_Instructions for the task_: What is needed is an exact transcription of every entry below.

_Excerpted records_:
--- START ---

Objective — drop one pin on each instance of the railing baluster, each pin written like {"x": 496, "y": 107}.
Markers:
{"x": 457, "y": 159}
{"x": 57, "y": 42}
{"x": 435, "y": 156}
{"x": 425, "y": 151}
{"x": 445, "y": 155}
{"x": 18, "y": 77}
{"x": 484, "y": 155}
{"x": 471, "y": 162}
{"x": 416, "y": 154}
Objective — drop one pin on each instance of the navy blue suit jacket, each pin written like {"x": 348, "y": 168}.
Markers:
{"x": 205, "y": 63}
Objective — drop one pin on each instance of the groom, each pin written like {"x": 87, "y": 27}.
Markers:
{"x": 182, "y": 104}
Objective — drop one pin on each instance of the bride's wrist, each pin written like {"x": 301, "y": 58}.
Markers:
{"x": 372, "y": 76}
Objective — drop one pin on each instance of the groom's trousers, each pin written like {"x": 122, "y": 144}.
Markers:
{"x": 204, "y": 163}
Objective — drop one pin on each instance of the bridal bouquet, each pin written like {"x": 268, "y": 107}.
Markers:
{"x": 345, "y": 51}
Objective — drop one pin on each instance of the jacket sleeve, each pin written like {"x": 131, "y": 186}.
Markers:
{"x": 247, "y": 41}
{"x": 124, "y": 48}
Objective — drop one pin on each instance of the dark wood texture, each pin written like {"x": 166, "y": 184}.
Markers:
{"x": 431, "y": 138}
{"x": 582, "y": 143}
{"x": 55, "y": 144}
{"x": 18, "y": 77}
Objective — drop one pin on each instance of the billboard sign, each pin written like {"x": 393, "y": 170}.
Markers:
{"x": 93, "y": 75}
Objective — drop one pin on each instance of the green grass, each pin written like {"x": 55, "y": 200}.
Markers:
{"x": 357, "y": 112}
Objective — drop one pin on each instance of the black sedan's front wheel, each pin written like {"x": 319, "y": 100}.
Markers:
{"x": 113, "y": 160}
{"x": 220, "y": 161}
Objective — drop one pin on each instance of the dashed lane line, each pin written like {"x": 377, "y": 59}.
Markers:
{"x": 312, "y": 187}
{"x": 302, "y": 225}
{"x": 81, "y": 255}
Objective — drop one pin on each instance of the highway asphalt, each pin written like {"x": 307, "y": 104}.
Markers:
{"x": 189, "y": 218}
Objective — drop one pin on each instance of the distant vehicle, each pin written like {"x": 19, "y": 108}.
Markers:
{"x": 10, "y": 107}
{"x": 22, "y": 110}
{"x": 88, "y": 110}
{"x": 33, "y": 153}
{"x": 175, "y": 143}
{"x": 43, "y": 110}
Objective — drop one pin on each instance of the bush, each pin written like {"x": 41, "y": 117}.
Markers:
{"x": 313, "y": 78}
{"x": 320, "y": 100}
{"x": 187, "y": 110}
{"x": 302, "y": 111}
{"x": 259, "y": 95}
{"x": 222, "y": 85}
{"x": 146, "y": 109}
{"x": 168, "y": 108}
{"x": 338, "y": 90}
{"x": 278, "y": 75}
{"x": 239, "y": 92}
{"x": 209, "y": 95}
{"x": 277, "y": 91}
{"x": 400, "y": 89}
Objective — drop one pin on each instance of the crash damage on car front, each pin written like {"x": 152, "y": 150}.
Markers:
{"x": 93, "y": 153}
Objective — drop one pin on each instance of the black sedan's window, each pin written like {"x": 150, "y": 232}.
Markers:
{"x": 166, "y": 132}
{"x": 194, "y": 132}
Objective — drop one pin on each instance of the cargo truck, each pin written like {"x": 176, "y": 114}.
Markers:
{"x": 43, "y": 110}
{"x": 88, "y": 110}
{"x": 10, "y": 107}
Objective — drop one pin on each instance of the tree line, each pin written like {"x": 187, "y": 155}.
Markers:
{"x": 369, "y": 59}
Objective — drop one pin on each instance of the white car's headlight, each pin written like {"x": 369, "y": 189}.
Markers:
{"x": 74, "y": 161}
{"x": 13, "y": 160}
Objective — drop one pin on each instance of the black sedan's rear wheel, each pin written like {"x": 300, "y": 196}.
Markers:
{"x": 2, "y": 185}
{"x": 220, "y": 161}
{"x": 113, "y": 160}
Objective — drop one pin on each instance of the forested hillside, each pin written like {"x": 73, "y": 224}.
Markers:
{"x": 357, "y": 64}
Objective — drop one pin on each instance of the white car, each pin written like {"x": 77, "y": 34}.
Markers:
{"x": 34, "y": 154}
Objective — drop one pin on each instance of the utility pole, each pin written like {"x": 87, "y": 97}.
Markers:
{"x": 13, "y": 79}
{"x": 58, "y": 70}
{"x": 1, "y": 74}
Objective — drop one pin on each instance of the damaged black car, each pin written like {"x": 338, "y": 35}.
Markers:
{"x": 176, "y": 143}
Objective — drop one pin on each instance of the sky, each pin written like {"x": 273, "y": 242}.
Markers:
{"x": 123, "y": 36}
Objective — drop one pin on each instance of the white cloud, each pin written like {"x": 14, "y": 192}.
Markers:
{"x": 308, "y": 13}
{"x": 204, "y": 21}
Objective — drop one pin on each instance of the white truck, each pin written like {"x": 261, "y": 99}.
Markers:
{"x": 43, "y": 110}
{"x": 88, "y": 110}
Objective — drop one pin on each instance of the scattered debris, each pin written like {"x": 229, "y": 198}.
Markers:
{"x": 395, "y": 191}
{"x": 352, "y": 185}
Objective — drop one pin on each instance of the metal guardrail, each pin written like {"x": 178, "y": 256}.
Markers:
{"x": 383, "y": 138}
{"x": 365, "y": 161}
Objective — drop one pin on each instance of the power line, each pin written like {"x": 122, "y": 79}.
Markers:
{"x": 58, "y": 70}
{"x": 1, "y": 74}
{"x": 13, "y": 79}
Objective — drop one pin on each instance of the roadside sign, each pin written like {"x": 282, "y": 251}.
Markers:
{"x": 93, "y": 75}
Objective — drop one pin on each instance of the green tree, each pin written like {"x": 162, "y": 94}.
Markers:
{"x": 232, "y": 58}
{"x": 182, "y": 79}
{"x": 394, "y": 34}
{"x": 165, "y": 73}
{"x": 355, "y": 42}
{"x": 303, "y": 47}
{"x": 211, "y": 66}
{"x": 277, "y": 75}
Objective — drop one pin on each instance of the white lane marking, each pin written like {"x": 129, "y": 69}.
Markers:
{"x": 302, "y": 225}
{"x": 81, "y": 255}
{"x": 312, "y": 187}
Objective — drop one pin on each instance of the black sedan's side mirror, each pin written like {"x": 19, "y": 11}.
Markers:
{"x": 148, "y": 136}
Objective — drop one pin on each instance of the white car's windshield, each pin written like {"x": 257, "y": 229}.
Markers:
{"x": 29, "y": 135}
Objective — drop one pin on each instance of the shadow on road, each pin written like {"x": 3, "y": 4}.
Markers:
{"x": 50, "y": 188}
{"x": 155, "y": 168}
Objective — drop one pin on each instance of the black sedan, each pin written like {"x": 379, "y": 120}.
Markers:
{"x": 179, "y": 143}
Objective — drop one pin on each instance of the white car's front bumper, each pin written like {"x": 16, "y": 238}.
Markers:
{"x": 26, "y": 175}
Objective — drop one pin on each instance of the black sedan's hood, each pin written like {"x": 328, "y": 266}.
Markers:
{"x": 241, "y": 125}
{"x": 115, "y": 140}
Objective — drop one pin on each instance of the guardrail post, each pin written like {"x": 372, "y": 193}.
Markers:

--- END ---

_Task result_:
Objective — drop one pin on each instance of the railing baluster, each pin written like {"x": 496, "y": 107}.
Markers:
{"x": 457, "y": 159}
{"x": 57, "y": 42}
{"x": 435, "y": 156}
{"x": 425, "y": 151}
{"x": 445, "y": 155}
{"x": 18, "y": 77}
{"x": 484, "y": 155}
{"x": 471, "y": 162}
{"x": 416, "y": 154}
Objective — drop one pin on each instance of the navy blue suit jacket, each pin written like {"x": 348, "y": 168}.
Markers:
{"x": 205, "y": 63}
Objective — drop one pin on each instance of the groom, each pin written like {"x": 87, "y": 27}.
Markers:
{"x": 182, "y": 104}
Objective — drop one pin on each instance of the bride's wrist, each pin written like {"x": 301, "y": 58}.
Markers:
{"x": 372, "y": 76}
Objective — drop one pin on each instance of the groom's trousers, each pin written like {"x": 122, "y": 144}.
Markers:
{"x": 204, "y": 163}
Objective — drop one pin on each instance of the bridal bouquet, each pin written like {"x": 268, "y": 107}.
Markers:
{"x": 345, "y": 51}
Objective — drop one pin on each instance of the jacket sleeve, each pin written like {"x": 131, "y": 186}.
Markers:
{"x": 247, "y": 41}
{"x": 124, "y": 48}
Objective — drop one pin on each instance of the dark wood texture, each pin written like {"x": 166, "y": 184}.
Markers:
{"x": 431, "y": 138}
{"x": 582, "y": 143}
{"x": 55, "y": 144}
{"x": 18, "y": 77}
Objective — drop one pin on each instance of the billboard sign, each pin written like {"x": 393, "y": 170}.
Markers:
{"x": 93, "y": 75}
Objective — drop one pin on each instance of the green grass, each pin written like {"x": 55, "y": 200}.
Markers:
{"x": 357, "y": 112}
Objective — drop one pin on each instance of the black sedan's front wheel, each pin written like {"x": 319, "y": 100}.
Markers:
{"x": 113, "y": 160}
{"x": 220, "y": 161}
Objective — drop one pin on each instance of the dashed lane line, each pin written like {"x": 377, "y": 59}.
Markers:
{"x": 312, "y": 187}
{"x": 302, "y": 225}
{"x": 81, "y": 255}
Objective — drop one pin on each instance of the highway asphalt, each pin written like {"x": 307, "y": 104}.
Markers:
{"x": 189, "y": 218}
Objective — drop one pin on each instance of the distant vehicle, each pin written like {"x": 19, "y": 108}.
Markers:
{"x": 10, "y": 107}
{"x": 22, "y": 110}
{"x": 88, "y": 110}
{"x": 33, "y": 153}
{"x": 175, "y": 143}
{"x": 43, "y": 110}
Objective — drop one pin on each instance of the bush, each pin written like {"x": 41, "y": 117}.
Markers:
{"x": 313, "y": 78}
{"x": 320, "y": 100}
{"x": 187, "y": 110}
{"x": 302, "y": 111}
{"x": 259, "y": 95}
{"x": 222, "y": 85}
{"x": 146, "y": 109}
{"x": 168, "y": 108}
{"x": 338, "y": 90}
{"x": 278, "y": 75}
{"x": 239, "y": 92}
{"x": 209, "y": 95}
{"x": 277, "y": 91}
{"x": 400, "y": 89}
Objective — drop one pin on each instance of the crash damage on car front, each pin written like {"x": 152, "y": 150}.
Markers:
{"x": 93, "y": 153}
Objective — drop one pin on each instance of the black sedan's window, each pin written like {"x": 150, "y": 232}.
Markers:
{"x": 166, "y": 132}
{"x": 194, "y": 132}
Objective — drop one pin on each instance of the cargo truck, each pin written like {"x": 176, "y": 114}.
Markers:
{"x": 43, "y": 110}
{"x": 88, "y": 110}
{"x": 10, "y": 107}
Objective — drop one pin on each instance of the tree line, each pin written like {"x": 187, "y": 155}.
Markers:
{"x": 369, "y": 59}
Objective — drop one pin on each instance of the white car's headlight, each pin written like {"x": 369, "y": 189}.
Markers:
{"x": 74, "y": 161}
{"x": 13, "y": 160}
Objective — drop one pin on each instance of the black sedan's rear wheel, each pin written like {"x": 300, "y": 196}.
Markers:
{"x": 2, "y": 185}
{"x": 220, "y": 161}
{"x": 113, "y": 160}
Objective — drop one pin on each instance of the forested hillside, each pin written like {"x": 73, "y": 224}.
Markers:
{"x": 357, "y": 64}
Objective — drop one pin on each instance of the white car, each pin written like {"x": 77, "y": 34}.
Markers:
{"x": 34, "y": 154}
Objective — drop one pin on each instance of the utility pole, each pin written like {"x": 87, "y": 97}.
Markers:
{"x": 13, "y": 79}
{"x": 58, "y": 70}
{"x": 1, "y": 74}
Objective — drop one pin on each instance of the damaged black car, each pin written like {"x": 338, "y": 35}.
Markers:
{"x": 176, "y": 143}
Objective — drop one pin on each instance of the sky, each pin written like {"x": 273, "y": 242}.
Markers:
{"x": 123, "y": 36}
Objective — drop one pin on each instance of the white cloud, each pin written like {"x": 14, "y": 192}.
Markers:
{"x": 308, "y": 13}
{"x": 204, "y": 21}
Objective — drop one pin on each instance of the white truck, each pin written like {"x": 261, "y": 99}.
Markers:
{"x": 43, "y": 110}
{"x": 88, "y": 110}
Objective — drop one pin on each instance of the scattered debris, each pin written like {"x": 229, "y": 198}.
Markers:
{"x": 395, "y": 191}
{"x": 352, "y": 185}
Objective — drop one pin on each instance of the metal guardrail, each pin written like {"x": 178, "y": 256}.
Markers:
{"x": 383, "y": 138}
{"x": 365, "y": 161}
Objective — drop one pin on each instance of the power line, each pin written like {"x": 122, "y": 79}.
Markers:
{"x": 58, "y": 70}
{"x": 1, "y": 74}
{"x": 13, "y": 79}
Objective — drop one pin on each instance of the roadside sign, each pin written like {"x": 282, "y": 251}.
Markers:
{"x": 93, "y": 75}
Objective — drop one pin on each instance of the green tree, each pin written like {"x": 162, "y": 94}.
Markers:
{"x": 232, "y": 58}
{"x": 182, "y": 79}
{"x": 394, "y": 34}
{"x": 165, "y": 73}
{"x": 355, "y": 42}
{"x": 303, "y": 47}
{"x": 211, "y": 66}
{"x": 277, "y": 75}
Objective — drop one pin on each instance of the white lane marking, each pin written like {"x": 129, "y": 69}.
Markers:
{"x": 302, "y": 225}
{"x": 81, "y": 255}
{"x": 312, "y": 187}
Objective — drop one pin on each instance of the black sedan's side mirror, each pin written like {"x": 19, "y": 11}.
Markers:
{"x": 148, "y": 136}
Objective — drop one pin on each instance of the white car's windshield, each pin written like {"x": 257, "y": 229}.
Markers:
{"x": 29, "y": 135}
Objective — drop one pin on each instance of the shadow on road, each pin written like {"x": 3, "y": 4}.
Markers:
{"x": 50, "y": 188}
{"x": 155, "y": 168}
Objective — drop one pin on each instance of the black sedan, each pin written like {"x": 379, "y": 120}.
Markers:
{"x": 179, "y": 143}
Objective — drop one pin on each instance of the white car's front bumper, each pin written like {"x": 16, "y": 238}.
Markers:
{"x": 26, "y": 175}
Objective — drop one pin on each instance of the black sedan's hood, each pin written like {"x": 328, "y": 266}.
Markers:
{"x": 241, "y": 125}
{"x": 115, "y": 140}
Objective — drop one pin on each instance of the guardrail post, each pin written like {"x": 372, "y": 193}.
Markers:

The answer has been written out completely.